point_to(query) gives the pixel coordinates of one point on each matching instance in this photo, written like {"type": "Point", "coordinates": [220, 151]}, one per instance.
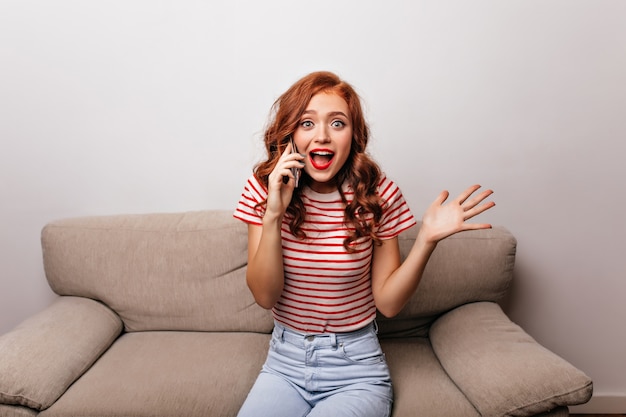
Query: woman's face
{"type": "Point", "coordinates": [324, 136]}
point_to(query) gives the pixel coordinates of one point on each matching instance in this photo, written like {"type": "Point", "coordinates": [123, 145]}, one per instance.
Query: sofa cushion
········
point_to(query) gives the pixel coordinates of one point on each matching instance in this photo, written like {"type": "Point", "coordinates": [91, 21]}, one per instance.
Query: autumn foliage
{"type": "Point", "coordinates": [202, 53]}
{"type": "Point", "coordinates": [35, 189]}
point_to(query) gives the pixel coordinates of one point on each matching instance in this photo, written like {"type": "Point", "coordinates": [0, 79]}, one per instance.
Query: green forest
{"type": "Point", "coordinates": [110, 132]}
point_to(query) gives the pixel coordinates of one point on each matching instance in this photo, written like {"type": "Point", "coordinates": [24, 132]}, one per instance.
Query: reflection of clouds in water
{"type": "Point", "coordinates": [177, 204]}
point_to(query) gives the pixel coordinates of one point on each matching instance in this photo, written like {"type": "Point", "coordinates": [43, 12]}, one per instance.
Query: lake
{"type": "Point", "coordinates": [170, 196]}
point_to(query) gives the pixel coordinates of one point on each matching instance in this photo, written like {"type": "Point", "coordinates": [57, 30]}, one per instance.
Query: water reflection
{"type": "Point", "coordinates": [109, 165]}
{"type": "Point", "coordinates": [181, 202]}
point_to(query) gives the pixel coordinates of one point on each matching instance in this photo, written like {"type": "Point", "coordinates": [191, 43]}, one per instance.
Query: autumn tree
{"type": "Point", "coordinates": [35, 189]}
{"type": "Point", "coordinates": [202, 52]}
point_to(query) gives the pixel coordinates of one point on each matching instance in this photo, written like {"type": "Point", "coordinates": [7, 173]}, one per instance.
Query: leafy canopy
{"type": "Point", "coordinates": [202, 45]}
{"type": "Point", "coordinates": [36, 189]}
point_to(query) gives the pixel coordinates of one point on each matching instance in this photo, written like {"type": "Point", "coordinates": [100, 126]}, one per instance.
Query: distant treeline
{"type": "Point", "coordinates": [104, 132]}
········
[Task prompt]: State how many lines in the rows above contain the string "reflection", giving only the number.

[Solution]: 2